■ Data supplied

-- Opening Marker --

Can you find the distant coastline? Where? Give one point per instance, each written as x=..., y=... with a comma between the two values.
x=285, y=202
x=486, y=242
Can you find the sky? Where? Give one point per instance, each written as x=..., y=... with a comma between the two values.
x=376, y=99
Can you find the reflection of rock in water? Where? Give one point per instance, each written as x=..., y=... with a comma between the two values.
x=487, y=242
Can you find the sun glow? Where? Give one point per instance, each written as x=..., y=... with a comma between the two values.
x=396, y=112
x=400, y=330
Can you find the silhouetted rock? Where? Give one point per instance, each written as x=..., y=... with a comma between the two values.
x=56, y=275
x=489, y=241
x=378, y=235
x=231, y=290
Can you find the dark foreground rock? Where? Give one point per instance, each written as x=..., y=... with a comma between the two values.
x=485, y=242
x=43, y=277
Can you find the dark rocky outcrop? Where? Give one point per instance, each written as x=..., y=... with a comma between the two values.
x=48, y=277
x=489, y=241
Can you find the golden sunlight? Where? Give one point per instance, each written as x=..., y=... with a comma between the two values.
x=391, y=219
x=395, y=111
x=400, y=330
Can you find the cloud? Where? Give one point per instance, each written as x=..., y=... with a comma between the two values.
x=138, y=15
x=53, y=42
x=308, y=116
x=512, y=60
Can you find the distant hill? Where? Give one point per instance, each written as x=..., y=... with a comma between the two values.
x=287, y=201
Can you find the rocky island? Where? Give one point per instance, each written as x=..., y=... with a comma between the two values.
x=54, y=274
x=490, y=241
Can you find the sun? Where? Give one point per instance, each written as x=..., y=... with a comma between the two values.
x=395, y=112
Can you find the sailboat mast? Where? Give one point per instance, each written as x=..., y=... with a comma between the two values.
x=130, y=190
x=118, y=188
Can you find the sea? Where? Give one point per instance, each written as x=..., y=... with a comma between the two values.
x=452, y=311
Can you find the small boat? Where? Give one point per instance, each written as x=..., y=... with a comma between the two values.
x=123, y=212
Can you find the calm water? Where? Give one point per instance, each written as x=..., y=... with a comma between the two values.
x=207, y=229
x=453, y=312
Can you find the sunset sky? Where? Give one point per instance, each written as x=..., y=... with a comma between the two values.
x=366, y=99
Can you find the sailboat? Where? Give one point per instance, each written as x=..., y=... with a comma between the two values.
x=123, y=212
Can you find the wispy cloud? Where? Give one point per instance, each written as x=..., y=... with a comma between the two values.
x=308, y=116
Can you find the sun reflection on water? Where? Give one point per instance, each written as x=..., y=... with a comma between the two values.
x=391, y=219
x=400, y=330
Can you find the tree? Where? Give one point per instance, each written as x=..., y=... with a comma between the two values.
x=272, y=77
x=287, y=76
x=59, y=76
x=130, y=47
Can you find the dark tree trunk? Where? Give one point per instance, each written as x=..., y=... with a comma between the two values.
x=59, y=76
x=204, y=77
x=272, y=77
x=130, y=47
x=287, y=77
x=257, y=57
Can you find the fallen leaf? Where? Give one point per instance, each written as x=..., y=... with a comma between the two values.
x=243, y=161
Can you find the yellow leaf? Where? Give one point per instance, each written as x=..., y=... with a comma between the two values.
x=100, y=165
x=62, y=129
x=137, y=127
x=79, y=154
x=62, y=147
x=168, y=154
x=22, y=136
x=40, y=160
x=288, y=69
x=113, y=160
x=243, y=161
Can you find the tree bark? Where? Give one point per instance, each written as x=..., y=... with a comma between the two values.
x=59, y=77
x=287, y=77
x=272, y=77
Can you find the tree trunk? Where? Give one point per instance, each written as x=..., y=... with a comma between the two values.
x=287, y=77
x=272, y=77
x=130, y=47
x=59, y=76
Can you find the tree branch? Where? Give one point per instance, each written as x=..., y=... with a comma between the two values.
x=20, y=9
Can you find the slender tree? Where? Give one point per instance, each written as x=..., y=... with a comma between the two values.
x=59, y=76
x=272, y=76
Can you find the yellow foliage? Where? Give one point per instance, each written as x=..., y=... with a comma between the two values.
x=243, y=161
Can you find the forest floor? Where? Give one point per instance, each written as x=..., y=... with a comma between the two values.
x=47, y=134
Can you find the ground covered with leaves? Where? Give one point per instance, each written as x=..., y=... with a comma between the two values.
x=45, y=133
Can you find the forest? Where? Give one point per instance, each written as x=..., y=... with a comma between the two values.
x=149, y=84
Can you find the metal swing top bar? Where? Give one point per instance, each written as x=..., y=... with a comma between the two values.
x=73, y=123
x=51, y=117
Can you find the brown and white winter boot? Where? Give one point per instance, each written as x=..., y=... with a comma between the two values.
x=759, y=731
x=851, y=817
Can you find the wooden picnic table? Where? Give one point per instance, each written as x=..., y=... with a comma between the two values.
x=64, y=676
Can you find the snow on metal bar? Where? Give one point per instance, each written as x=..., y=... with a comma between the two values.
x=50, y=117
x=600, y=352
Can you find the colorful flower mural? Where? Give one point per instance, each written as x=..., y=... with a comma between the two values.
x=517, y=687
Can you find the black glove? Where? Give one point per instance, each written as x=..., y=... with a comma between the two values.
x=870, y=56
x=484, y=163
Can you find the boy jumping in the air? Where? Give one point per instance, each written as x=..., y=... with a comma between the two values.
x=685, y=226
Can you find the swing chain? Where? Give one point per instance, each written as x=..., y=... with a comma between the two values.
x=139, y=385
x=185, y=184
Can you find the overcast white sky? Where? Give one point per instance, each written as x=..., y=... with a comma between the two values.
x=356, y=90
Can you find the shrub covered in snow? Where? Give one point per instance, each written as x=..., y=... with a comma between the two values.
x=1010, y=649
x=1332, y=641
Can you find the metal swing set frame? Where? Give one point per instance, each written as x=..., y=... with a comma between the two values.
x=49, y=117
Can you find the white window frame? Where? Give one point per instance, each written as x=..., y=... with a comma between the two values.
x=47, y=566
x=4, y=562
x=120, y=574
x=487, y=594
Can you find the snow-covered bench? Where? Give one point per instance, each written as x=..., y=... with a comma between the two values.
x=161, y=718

-- Closing Marker --
-- Opening Marker --

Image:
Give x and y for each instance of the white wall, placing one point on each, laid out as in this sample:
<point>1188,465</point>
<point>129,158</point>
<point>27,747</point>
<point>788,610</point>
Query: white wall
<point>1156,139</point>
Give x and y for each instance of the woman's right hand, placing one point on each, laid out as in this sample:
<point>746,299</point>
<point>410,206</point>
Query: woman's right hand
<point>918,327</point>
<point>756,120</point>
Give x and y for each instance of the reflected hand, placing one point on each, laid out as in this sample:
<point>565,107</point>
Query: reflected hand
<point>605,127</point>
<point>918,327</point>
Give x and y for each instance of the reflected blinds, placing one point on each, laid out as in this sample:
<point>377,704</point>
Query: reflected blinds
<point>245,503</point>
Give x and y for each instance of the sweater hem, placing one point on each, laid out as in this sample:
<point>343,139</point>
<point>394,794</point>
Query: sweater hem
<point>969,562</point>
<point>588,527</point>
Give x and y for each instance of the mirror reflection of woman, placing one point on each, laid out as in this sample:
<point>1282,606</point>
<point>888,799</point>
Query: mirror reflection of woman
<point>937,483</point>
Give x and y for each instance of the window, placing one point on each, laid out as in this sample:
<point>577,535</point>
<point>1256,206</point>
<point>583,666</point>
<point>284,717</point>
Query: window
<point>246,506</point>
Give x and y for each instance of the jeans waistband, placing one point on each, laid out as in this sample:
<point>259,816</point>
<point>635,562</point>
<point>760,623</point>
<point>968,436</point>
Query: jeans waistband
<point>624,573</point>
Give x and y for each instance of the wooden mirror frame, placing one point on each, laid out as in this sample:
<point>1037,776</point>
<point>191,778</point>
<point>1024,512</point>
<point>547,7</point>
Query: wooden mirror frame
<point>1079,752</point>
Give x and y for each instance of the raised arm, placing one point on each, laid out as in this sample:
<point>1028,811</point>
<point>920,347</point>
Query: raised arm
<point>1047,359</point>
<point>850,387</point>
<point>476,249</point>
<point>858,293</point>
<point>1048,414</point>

-- Closing Marker --
-- Opening Marker --

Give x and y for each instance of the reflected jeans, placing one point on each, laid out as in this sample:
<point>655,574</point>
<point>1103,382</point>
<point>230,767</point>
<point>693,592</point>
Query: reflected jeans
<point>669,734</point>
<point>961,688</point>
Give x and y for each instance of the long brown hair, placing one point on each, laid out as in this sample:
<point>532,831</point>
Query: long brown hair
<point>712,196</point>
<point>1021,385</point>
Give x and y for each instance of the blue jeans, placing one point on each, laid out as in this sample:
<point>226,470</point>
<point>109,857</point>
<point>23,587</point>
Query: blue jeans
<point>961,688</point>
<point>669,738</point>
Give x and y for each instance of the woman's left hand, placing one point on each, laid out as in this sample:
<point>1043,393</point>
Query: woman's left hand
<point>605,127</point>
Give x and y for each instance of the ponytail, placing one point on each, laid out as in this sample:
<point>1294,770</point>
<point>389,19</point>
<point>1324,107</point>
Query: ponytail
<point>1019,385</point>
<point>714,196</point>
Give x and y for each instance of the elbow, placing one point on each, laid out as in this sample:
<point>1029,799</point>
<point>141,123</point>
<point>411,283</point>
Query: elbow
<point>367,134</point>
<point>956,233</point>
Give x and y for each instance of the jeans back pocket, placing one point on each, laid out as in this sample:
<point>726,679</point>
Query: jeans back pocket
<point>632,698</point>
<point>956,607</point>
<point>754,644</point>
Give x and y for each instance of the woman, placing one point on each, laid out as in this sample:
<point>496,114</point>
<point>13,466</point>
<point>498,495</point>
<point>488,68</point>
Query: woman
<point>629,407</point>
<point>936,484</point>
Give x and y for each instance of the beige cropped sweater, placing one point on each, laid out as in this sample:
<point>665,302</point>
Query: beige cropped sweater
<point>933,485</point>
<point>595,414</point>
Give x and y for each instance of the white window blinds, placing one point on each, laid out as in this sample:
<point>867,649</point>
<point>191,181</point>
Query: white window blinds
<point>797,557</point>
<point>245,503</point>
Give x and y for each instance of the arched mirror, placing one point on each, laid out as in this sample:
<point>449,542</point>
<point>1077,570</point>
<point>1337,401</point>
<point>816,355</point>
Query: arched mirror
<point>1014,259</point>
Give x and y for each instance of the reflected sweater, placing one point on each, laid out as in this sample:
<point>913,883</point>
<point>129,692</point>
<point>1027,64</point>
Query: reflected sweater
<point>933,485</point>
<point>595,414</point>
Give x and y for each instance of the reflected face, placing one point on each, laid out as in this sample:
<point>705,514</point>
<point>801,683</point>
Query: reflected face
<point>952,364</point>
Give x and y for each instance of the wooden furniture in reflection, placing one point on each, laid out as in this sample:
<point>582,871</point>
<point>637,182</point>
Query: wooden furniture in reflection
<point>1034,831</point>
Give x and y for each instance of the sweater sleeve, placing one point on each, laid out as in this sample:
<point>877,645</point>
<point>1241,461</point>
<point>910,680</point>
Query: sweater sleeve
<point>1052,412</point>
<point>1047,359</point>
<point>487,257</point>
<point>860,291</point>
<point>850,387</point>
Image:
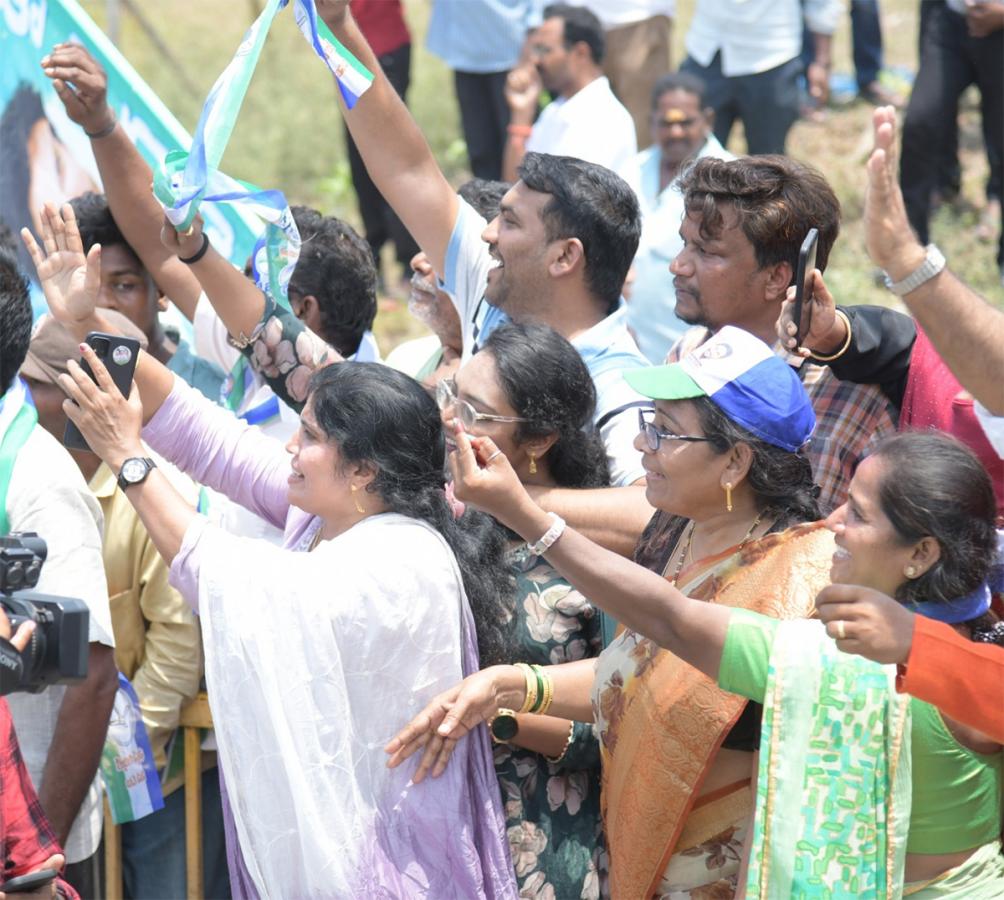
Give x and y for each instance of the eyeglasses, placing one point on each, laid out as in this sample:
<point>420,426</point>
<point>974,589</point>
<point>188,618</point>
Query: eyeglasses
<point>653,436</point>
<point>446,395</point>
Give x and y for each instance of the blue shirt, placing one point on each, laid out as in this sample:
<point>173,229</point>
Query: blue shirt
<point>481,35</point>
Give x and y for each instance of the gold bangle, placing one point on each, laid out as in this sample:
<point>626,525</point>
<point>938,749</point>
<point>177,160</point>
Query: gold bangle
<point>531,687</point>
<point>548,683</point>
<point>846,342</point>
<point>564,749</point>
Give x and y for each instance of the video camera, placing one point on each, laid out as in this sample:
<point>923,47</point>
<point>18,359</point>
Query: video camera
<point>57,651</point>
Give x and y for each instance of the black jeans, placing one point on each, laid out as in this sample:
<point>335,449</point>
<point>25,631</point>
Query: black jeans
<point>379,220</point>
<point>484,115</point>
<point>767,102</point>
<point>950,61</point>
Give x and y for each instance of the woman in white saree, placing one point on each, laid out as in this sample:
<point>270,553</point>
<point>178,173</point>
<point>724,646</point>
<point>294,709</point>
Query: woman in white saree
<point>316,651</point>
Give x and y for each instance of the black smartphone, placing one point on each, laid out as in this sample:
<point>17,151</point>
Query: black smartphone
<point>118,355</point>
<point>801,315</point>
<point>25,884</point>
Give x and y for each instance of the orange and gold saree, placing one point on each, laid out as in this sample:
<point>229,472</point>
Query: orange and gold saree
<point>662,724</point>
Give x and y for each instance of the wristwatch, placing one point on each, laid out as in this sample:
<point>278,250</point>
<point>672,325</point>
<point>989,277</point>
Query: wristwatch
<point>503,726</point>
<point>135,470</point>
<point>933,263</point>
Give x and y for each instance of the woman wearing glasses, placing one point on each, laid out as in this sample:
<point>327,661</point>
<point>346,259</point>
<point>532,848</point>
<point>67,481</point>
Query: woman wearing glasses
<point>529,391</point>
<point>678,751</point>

-- Closing Marker --

■ Work to be completed
Copy the lines of the data above exactly as written, beginning with the line containing "Query: black smartphone" and ending with the line containing "<point>229,472</point>", and leave out all other lines.

■ Solution for this task
Query: black smartphone
<point>118,355</point>
<point>801,315</point>
<point>25,884</point>
Give x and y for each instance of the orange and gold saree, placing one point on each, laid out as in this sample:
<point>229,472</point>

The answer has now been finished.